=== Texto fornecido ===

Mesmo antes do último sábado, quando 1,5 milhão participaram em 160 demonstrações por toda a França contra a "Lei do primeiro Emprego" (CPE), que foi apresentada pelo governo Gaullista do primeiro ministro Dominique de Villepin e pelo presidente Jacques Chira,c a crescente onda de protestos estava sendo comparada com os eventos de aproximadamente 40 anos atrás.

Alguns comentadores têm insistentemente defendido uma posição tranqüilizadora, argumentando que a situação atual não pode ser comparada com o final da década de 60. Hoje, dizem eles, os estudantes não estão clamando pela transformação da sociedade, como estavam na primavera de 68. Os jovens que tomaram as ruas nos últimos dias estão, de acordo com esses "especialistas", apenas procurando se enquadrar na ordem social existente.

Tais comentários, de um modo geral, evitam a questão óbvia: o que acontece quando tais aspirações "não revolucionárias" não podem ser garantidas pelo sistema capitalista?

Na mídia, outras correntes de críticos dão a impressão que os eventos de 1968 na França eram dominados por jovens de classe média radicalizados.

Isso é uma séria distorção da história. O que começou como um protesto da militância estudantil se tornou um histórico divisor de águas quando a classe trabalhadora interveio, demonstrando seu poder e potencial revolucionário ao lançar uma greve geral que paralisou a economia por mais de 2 semanas. Os trabalhadores, atuando de forma amplamente independente e muitas vezes em oposição aos sindicatos oficiais, ocuparam fábricas chaves na indústria de base e estabeleceram o que pode ser descrito como um estado de "dualidade de poder" na economia francesa.

===

- Tarefa 1: Transcreva do texto sobre os protestos na França o trecho que começa nas palavras "Alguns comentadores têm" e termina logo após "ordem social existente.".
- Tarefa 2:
Responda às perguntas abaixo com base no texto sobre os protestos na França.
(a) Quantas pessoas participaram das manifestações do último sábado?
(b) Em que estação de 68, segundo os comentadores, os estudantes clamavam pela transformação da sociedade?
(c) Por quanto tempo a greve geral paralisou a economia?

=== Dados fornecidos ===

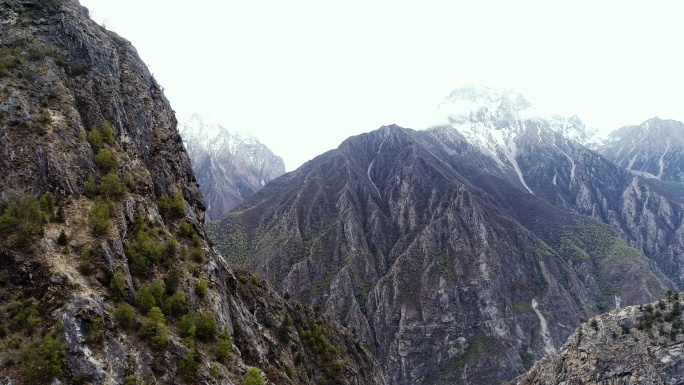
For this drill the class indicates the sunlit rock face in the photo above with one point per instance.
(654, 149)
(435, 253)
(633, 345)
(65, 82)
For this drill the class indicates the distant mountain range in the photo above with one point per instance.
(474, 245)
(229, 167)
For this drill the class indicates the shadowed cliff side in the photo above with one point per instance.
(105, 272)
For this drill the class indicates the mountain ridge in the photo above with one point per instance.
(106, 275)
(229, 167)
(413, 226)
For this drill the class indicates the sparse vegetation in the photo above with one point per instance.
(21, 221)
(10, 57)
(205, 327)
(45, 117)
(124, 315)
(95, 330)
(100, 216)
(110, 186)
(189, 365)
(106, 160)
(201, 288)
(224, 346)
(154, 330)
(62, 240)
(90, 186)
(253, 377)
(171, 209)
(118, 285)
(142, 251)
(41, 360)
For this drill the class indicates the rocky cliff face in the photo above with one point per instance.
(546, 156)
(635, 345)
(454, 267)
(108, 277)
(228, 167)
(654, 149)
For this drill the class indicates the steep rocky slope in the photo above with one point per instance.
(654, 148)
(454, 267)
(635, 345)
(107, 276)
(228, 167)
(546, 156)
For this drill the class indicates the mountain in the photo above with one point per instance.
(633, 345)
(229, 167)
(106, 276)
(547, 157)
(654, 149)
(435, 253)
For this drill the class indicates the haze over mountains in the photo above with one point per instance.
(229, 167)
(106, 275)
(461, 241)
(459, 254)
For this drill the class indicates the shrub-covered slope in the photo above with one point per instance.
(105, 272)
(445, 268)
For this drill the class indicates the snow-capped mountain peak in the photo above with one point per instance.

===
=== Dados fornecidos ===

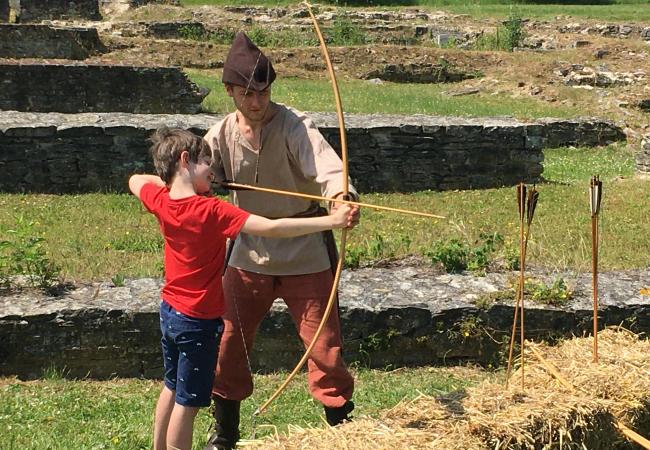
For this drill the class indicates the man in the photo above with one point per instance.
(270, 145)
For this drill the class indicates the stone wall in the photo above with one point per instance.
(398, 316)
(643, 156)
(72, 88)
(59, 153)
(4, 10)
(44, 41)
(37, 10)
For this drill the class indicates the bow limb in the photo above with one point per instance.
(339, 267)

===

- Resposta correta 1:
Alguns comentadores têm insistentemente defendido uma posição tranqüilizadora, argumentando que a situação atual não pode ser comparada com o final da década de 60. Hoje, dizem eles, os estudantes não estão clamando pela transformação da sociedade, como estavam na primavera de 68. Os jovens que tomaram as ruas nos últimos dias estão, de acordo com esses "especialistas", apenas procurando se enquadrar na ordem social existente.

- Resposta correta 2:
(a) 1,5 milhão.
(b) Na primavera.
(c) Por mais de 2 semanas.